● **What the exercise asks**:
Put the items below into a numbered list, leaving out any blank lines.

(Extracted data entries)
+-------+

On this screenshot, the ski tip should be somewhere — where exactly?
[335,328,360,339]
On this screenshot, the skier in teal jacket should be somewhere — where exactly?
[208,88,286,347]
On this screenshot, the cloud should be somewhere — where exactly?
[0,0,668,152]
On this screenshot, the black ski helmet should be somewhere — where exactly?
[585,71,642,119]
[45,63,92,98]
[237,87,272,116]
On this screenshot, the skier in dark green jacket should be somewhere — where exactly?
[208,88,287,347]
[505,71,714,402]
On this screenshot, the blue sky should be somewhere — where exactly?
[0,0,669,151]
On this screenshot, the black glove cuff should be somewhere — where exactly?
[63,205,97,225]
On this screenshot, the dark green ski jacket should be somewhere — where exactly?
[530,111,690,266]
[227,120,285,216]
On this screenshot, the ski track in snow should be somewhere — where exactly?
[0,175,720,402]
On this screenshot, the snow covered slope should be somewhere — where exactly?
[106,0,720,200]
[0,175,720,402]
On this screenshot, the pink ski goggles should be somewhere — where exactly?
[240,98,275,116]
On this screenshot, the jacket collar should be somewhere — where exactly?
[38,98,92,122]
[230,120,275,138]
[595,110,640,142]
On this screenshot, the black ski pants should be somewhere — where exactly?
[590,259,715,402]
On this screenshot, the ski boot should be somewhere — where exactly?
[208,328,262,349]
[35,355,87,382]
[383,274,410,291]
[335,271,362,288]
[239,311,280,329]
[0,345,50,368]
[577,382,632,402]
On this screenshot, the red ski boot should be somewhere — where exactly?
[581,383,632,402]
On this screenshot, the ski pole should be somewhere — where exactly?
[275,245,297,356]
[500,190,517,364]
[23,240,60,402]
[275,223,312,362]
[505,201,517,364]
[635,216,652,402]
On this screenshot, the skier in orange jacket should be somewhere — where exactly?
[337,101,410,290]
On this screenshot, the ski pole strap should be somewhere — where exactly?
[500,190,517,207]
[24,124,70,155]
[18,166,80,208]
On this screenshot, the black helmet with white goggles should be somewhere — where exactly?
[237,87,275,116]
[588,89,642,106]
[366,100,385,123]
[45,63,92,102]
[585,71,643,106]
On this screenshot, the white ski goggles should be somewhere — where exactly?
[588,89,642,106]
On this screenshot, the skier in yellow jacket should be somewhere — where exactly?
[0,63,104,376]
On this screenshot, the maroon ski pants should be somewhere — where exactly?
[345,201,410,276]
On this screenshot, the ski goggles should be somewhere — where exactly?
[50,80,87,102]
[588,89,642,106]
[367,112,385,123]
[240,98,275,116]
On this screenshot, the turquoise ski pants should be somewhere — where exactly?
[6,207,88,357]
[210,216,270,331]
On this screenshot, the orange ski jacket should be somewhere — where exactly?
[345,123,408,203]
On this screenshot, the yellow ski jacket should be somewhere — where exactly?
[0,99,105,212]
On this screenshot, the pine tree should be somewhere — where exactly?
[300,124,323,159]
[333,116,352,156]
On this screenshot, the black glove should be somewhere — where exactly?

+-------+

● **Solved exercise**:
1. On this screenshot, the ski tip should be somewhere — where exactly?
2. [335,328,360,339]
3. On this screenshot, the skier in teal jacket should be somewhere — where exactly?
4. [208,88,286,347]
5. On this screenshot, the cloud should be somewhere — where exactly?
6. [0,0,668,152]
7. On this screenshot, the black ski helmet should be somewhere — where exactly?
8. [585,71,642,119]
9. [45,63,92,98]
10. [237,87,272,116]
11. On this screenshot, the skier in dark green jacket should be somewhere — where exactly?
12. [208,88,287,347]
13. [505,71,714,402]
14. On this screenshot, the blue sky should be somewhere — where exactly?
15. [0,0,669,151]
16. On this screenshot, the black glove cuff should be somewhere — where exactly?
17. [63,205,97,225]
18. On this screenshot, the dark green ski jacket should be somewhere — where exactly?
19. [530,111,690,266]
20. [227,120,285,216]
21. On this screenshot, the ski track in snow should be somewhere — where exactly?
22. [0,175,720,402]
23. On this screenshot, the snow covered slope should be somewhere — where exactly?
24. [106,0,720,200]
25. [0,175,720,402]
26. On this screenshot, the pink ski goggles should be somewhere — where exactly?
27. [240,98,275,116]
28. On this screenshot, the jacket collar should be somewhere — where exactly?
29. [38,98,92,122]
30. [230,120,275,138]
31. [595,110,640,142]
32. On this screenshot, the black ski pants should be somewhere — where exactly?
33. [590,259,715,402]
34. On this screenshot, the ski boot should be somewhere — where exactly?
35. [208,328,262,349]
36. [35,355,87,382]
37. [383,274,410,291]
38. [335,271,362,288]
39. [239,311,280,329]
40. [0,345,50,368]
41. [577,382,632,402]
42. On this screenshot, the red ski boot should be somewhere — where exactly?
43. [581,383,632,402]
44. On this screenshot, the ski pole should be somewhere — where exactly?
45. [275,245,297,356]
46. [500,190,517,364]
47. [23,240,60,402]
48. [275,223,312,362]
49. [505,201,517,364]
50. [635,216,652,402]
51. On this screenshot, the skier in orange jacket should be somewhere — where exactly?
52. [337,101,410,290]
53. On this screenshot, the ski pole strap should be somewhere — where exactly?
54. [500,190,517,207]
55. [24,124,70,155]
56. [18,166,80,208]
57. On this screenshot, the black helmet with white goggles should be somewhere — where exactly?
58. [237,87,275,116]
59. [588,89,642,106]
60. [366,100,385,123]
61. [45,63,92,102]
62. [585,71,643,106]
63. On this screenshot, the white ski goggles should be somewhere — where exactly?
64. [588,89,642,106]
65. On this screenshot, the skier in yellow jacket should be somewhere — where exactly?
66. [0,63,104,376]
67. On this screenshot, the maroon ski pants should be somewhere — where exactly?
68. [345,201,410,276]
69. On this screenshot, the ski goggles should be somewhere — where exactly?
70. [50,80,87,102]
71. [588,89,642,106]
72. [367,112,385,123]
73. [240,98,275,116]
74. On this screenshot, the turquoise ski pants should be somewhere — where exactly?
75. [6,207,88,357]
76. [210,216,270,331]
77. On this screenshot, the orange ski jacket should be somewhere — where exactly?
78. [345,123,408,203]
79. On this screenshot, the yellow ski jacket should be somewhere — where exactly?
80. [0,99,105,212]
81. On this screenshot, the pine tree should be somewhere — where exactly?
82. [300,124,323,159]
83. [333,116,352,156]
84. On this screenshot, the black glove should be somewhere — where exactly?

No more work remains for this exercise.